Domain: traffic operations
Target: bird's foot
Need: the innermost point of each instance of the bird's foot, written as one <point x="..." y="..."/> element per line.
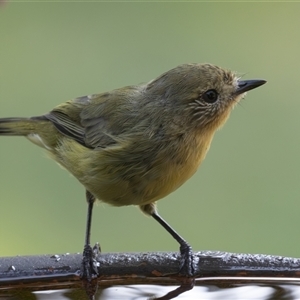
<point x="186" y="266"/>
<point x="89" y="265"/>
<point x="89" y="270"/>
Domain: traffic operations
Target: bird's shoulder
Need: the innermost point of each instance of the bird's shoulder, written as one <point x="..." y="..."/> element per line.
<point x="98" y="120"/>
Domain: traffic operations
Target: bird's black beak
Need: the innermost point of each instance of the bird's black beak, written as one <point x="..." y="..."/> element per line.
<point x="247" y="85"/>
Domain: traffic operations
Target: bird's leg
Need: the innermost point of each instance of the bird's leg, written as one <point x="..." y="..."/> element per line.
<point x="186" y="268"/>
<point x="89" y="262"/>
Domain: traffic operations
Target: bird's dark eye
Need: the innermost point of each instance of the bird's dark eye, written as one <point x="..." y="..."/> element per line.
<point x="210" y="96"/>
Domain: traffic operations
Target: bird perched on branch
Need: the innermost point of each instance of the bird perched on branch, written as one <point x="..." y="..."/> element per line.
<point x="137" y="144"/>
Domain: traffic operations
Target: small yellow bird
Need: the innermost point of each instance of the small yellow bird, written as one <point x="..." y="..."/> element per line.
<point x="137" y="144"/>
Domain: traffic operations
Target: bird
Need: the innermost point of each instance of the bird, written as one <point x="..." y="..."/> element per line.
<point x="136" y="144"/>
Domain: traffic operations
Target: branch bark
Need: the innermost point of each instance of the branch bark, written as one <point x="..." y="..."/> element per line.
<point x="62" y="271"/>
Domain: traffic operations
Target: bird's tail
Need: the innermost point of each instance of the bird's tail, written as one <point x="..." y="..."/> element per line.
<point x="17" y="126"/>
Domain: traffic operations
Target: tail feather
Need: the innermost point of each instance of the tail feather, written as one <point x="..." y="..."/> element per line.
<point x="17" y="126"/>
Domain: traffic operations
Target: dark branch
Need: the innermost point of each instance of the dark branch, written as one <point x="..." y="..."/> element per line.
<point x="128" y="268"/>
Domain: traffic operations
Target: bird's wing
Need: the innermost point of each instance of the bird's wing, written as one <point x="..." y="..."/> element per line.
<point x="97" y="121"/>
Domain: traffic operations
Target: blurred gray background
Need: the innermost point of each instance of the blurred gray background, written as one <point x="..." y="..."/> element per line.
<point x="245" y="196"/>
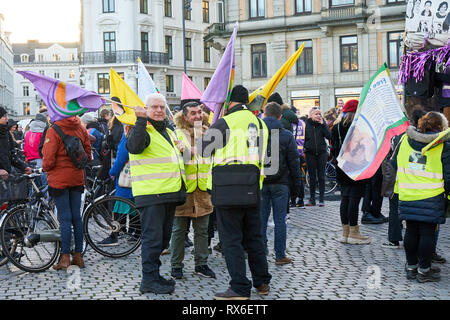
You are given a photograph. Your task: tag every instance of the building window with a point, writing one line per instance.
(259, 61)
(169, 46)
(395, 49)
(206, 82)
(349, 53)
(168, 8)
(144, 41)
(337, 3)
(187, 13)
(169, 83)
(302, 6)
(26, 108)
(220, 12)
(188, 49)
(103, 83)
(257, 8)
(109, 45)
(305, 61)
(108, 6)
(206, 52)
(144, 6)
(205, 8)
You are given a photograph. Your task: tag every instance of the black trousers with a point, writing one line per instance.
(373, 200)
(395, 225)
(419, 243)
(239, 230)
(156, 222)
(316, 168)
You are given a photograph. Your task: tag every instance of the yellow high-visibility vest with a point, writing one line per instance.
(419, 176)
(241, 148)
(197, 167)
(159, 168)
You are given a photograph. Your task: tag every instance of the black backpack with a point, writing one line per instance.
(74, 148)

==========

The material must be returned exactly, with its pictures omitted.

Domain: traffic operations
Target: bird's foot
Need: the innermost point of each instance of the bird's foot, written as one <point x="..." y="..."/> element per line.
<point x="186" y="266"/>
<point x="89" y="265"/>
<point x="89" y="270"/>
Domain: traffic operations
Target: bird's shoulder
Need: the innermost point of each instance of the bird's shoulder, written as one <point x="..." y="..."/> element per line.
<point x="98" y="120"/>
Domain: traffic operations
Target: bird's black beak
Need: the innermost point of each instance of the bird's black beak, written as one <point x="..." y="..."/> element per line.
<point x="247" y="85"/>
Domain: traffic operations
Target: bird's leg
Need: the innermost point of each instance of the bird's leg, written as one <point x="..." y="..."/> element per line.
<point x="186" y="268"/>
<point x="89" y="262"/>
Domain: traffic operations
Target: bird's dark eye
Need: the innermost point of each instance of the bird's dark eye, written as one <point x="..." y="..."/> element per line.
<point x="210" y="96"/>
Domain: traffic operations
Target: bird perched on branch
Need: the innermost point of each instance of the bird perched on branch, written as one <point x="..." y="..."/> element per line.
<point x="137" y="144"/>
Domain: traffic operations
Target: small yellow bird
Need: the innermost point of each instance of the small yellow bird, written as one <point x="..." y="..."/> element per line.
<point x="137" y="144"/>
Domain: traffic operations
Target: bird
Need: the innermost point of each instance of the bird, written as one <point x="..." y="..."/> element per line.
<point x="136" y="144"/>
Domain: traffic operations
Target: branch bark
Need: the innermost point of each instance of the branch bark, written as one <point x="..." y="..."/> element per line.
<point x="62" y="271"/>
Domain: traffic operations
Target: bird's tail
Need: the innermost point of each instance of the bird's tail, written as one <point x="..." y="..."/> element per line.
<point x="17" y="126"/>
Domain: traffic operations
Target: tail feather
Need: the innermost point of each instance of the tail feather, written as one <point x="..." y="..."/> element per line.
<point x="17" y="126"/>
Domain: traffic operations
Target: dark branch
Need: the innermost point of each instance of the dark branch, written as one <point x="..." y="..."/> element per line.
<point x="128" y="268"/>
Domain: traffic operations
Target: bird's wing
Need: the innermost point of each instance of the bird's wing, written as one <point x="..." y="..."/> element per line.
<point x="97" y="121"/>
Domain: traffic operations
Target: blurred gray background
Need: the innermost point of each instance of the blurred gray background, written as one <point x="..." y="..."/> element per line.
<point x="245" y="196"/>
You are given a photograph. Your task: tag every instance of the building window with a point, writing one line per instance.
(259, 61)
(169, 46)
(395, 49)
(206, 82)
(349, 53)
(168, 8)
(144, 41)
(337, 3)
(187, 13)
(169, 83)
(302, 6)
(26, 108)
(220, 12)
(188, 49)
(103, 83)
(257, 8)
(109, 45)
(305, 61)
(108, 6)
(206, 52)
(144, 6)
(205, 8)
You are given a photograph. Your task: tag every instance of the black trousers with a point, writing one line per instance.
(373, 200)
(395, 225)
(419, 243)
(239, 230)
(156, 222)
(316, 168)
You are given a photograph. Your task: tag every instance of the yellow high-visibility vest with a point, writing one line per instance.
(419, 176)
(241, 148)
(197, 167)
(159, 168)
You are given a photograph. Your task: tag every instance of the black backpack with a point, writing one line per instance.
(74, 148)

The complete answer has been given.